Your task:
According to the abstract on hospitalized COVID-19 patients, what was the most common comorbidity?

Passage provided:
== Segment start ==
Hospitalized COVID-19 Patients Characteristics, Comorbidities, and Outcomes: A Retrospective Study
Abstract
The current research aimed to evaluate the hospitalized COVID-19 Patients’ characteristics, comorbidities, and outcomes. The present hospital-based study was executed in the COVID-19 units of Aljouf province. A simple random sampling method was applied to include the 400 patients’ files and all the relevant data was collected. The association between the COVID-19 outcome with sociodemographic characteristics, comorbidities, and immune status was assessed using the chi-square test. A p-value <0.05 was taken as statistically significant. The common symptoms were fever (54.5%), followed by cough (47.8%), and shortness of breath (47.3%). The commonest comorbidity was diabetes mellitus (43.5%). Of the 400 patients, 77.3% had recovered without any complications, 4.5% had one or more complications, and mortality was 18.3%. The COVID-19 outcome (complete recovery, recovery with complications, and death) were significantly associated with age (p<0.001), immune status (p=0.001), diabetes (p=0.001), hypertension (p=0.001), IHD (p=0.025), CKD (p=0.001), and cardiac failure (p=0.008). Most of the patients (77.3%) recovered completely and a mortality rate of 18.3% was observed in our study. This study confirms that patients afflicted with co-morbid conditions like diabetes, hypertension, IHD, CKD, and cardiac failure are highly susceptible to poor outcomes.
== Segment end ==
Record extracts:
== Segment start ==
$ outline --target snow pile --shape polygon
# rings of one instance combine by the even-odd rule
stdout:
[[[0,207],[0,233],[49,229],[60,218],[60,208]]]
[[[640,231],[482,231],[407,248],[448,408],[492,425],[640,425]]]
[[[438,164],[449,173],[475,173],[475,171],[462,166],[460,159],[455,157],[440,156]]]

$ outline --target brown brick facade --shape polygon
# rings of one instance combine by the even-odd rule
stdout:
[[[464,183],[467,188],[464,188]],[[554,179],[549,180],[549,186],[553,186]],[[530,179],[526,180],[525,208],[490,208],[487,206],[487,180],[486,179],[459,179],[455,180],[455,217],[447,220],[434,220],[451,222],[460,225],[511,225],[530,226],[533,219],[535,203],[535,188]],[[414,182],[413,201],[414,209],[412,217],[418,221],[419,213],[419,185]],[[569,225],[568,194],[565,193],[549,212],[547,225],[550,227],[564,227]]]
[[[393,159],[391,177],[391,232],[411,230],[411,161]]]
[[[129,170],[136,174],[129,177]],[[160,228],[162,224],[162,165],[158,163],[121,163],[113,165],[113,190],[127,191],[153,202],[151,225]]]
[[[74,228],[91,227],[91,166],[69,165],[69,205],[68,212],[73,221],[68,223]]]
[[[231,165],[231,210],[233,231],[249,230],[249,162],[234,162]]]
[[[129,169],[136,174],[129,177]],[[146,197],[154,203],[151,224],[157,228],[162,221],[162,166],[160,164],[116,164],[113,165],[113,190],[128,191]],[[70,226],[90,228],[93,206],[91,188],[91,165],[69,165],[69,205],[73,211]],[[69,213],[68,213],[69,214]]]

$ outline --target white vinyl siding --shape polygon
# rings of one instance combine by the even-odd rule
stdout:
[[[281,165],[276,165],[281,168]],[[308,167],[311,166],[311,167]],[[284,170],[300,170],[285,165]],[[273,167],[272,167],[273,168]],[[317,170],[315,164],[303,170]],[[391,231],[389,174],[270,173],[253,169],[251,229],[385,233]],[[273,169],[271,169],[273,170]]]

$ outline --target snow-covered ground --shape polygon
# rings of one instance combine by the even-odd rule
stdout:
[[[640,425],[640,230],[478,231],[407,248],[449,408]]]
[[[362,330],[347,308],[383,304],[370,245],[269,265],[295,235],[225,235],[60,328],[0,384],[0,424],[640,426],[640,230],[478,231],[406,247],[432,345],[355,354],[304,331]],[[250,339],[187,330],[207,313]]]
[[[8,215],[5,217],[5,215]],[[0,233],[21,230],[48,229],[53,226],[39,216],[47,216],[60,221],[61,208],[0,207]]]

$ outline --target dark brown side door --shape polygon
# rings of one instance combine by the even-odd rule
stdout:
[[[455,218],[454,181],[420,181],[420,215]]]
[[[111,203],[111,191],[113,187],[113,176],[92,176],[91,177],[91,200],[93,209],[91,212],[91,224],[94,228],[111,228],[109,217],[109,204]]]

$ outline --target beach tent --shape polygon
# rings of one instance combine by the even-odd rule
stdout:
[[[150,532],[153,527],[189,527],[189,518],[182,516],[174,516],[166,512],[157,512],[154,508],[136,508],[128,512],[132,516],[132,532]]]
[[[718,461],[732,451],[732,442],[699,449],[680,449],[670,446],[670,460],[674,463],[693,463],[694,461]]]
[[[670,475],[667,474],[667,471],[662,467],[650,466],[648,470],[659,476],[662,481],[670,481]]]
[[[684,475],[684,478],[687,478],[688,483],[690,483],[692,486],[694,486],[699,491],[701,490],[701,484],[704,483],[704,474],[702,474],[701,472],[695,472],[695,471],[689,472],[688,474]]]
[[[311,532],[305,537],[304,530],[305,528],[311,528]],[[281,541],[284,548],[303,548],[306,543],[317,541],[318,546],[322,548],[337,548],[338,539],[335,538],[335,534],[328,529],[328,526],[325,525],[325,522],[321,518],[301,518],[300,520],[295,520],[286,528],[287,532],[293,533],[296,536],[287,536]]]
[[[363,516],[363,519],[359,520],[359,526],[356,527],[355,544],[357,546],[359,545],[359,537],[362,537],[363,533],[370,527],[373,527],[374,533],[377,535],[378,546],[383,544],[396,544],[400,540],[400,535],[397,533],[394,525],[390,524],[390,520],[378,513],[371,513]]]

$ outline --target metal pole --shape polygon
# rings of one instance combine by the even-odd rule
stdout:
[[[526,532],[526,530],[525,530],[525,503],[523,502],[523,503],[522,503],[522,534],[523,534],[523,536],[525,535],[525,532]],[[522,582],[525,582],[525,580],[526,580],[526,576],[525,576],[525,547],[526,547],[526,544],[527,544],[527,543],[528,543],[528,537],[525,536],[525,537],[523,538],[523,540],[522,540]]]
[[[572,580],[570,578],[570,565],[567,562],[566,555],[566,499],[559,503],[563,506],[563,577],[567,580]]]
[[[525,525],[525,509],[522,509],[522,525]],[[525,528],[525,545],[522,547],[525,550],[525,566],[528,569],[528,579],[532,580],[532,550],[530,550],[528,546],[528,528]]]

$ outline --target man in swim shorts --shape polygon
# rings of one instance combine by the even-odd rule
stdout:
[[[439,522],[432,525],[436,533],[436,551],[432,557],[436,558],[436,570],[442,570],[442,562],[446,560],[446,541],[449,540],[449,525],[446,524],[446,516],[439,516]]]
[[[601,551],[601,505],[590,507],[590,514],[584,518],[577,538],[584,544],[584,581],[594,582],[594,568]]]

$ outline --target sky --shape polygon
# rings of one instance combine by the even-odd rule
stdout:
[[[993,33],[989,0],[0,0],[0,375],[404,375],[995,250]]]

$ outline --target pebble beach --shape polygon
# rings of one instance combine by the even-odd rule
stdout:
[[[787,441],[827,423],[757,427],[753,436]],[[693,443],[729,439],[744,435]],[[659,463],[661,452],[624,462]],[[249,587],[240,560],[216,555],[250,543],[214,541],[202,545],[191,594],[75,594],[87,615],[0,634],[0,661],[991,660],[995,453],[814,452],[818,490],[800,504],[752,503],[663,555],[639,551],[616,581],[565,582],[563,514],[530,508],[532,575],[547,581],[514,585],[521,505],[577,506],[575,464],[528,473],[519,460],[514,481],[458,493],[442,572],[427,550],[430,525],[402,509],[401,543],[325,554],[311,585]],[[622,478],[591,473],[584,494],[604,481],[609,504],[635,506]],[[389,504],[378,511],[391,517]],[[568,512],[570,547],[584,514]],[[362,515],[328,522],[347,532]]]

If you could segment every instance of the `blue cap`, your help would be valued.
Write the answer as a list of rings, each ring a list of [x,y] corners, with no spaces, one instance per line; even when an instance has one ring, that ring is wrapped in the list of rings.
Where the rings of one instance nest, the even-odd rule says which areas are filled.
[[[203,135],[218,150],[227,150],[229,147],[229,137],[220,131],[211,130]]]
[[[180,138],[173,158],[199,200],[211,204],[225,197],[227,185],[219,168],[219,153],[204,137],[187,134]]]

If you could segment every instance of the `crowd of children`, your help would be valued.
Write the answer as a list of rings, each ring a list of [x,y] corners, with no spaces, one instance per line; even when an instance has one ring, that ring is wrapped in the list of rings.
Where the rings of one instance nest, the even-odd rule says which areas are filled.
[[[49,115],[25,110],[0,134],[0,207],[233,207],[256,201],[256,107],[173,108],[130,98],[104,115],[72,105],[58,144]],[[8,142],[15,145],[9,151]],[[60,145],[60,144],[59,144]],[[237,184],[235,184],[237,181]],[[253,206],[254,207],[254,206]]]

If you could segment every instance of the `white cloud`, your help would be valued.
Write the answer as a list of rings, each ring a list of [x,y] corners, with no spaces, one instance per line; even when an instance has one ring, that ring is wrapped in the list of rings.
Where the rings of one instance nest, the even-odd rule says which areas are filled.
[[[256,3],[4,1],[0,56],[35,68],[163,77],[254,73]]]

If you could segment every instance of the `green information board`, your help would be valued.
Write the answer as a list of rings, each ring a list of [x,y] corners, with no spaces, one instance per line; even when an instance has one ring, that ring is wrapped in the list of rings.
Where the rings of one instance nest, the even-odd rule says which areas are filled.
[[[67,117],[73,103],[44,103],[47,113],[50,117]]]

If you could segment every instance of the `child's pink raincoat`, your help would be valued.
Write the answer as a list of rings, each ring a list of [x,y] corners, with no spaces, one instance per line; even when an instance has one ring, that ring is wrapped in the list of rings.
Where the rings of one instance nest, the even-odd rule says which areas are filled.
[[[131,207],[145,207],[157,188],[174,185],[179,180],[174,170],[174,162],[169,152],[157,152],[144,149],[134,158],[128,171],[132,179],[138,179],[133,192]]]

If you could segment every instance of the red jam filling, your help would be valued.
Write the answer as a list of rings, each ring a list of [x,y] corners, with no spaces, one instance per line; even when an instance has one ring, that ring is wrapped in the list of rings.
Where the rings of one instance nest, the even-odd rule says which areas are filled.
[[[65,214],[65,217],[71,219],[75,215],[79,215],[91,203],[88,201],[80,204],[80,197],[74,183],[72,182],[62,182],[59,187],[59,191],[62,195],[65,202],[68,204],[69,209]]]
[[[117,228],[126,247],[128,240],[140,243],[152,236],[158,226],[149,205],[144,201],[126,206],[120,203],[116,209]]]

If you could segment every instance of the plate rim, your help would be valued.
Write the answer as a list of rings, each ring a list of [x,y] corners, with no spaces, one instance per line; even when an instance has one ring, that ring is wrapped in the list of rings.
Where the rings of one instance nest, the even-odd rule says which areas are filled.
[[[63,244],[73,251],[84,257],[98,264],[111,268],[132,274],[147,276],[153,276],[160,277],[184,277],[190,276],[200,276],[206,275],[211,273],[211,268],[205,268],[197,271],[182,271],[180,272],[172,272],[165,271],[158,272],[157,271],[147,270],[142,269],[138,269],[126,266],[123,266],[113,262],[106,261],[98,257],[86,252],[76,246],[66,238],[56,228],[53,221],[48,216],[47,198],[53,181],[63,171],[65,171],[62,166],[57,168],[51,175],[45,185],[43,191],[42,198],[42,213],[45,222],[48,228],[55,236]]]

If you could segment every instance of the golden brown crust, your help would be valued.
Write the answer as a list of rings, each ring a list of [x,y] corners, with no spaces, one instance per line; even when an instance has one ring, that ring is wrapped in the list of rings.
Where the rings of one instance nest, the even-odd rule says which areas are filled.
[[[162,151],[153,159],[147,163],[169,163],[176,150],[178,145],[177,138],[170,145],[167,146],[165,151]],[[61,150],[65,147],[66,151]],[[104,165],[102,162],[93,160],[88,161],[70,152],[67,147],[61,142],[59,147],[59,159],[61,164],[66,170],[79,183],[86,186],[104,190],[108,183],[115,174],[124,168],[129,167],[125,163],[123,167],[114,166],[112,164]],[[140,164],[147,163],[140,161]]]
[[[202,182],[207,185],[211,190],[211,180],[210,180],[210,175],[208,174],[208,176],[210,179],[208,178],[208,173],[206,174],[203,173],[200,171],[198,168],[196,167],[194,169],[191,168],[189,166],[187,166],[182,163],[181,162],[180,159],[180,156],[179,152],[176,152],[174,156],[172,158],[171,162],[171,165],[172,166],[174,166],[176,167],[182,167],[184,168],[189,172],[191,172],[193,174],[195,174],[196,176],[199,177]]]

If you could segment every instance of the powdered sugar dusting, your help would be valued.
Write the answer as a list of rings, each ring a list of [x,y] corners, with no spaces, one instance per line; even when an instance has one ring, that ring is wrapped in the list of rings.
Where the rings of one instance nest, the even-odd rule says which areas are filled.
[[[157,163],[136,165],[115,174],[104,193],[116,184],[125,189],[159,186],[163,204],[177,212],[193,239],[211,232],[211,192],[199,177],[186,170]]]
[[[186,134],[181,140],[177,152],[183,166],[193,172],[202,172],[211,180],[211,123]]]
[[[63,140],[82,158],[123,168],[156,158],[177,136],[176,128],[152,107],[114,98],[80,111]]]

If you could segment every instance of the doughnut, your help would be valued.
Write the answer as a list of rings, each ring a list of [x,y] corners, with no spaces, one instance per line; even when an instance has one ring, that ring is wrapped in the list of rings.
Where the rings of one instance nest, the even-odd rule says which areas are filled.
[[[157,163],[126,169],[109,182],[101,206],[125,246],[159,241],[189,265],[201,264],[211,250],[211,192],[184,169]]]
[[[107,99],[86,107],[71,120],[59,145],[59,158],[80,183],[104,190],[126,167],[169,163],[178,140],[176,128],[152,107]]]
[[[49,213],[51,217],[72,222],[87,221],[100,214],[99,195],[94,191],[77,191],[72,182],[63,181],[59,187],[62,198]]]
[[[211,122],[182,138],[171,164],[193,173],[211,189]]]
== Segment end ==
Response to the exercise:
Diabetes mellitus, at 43.5% of patients.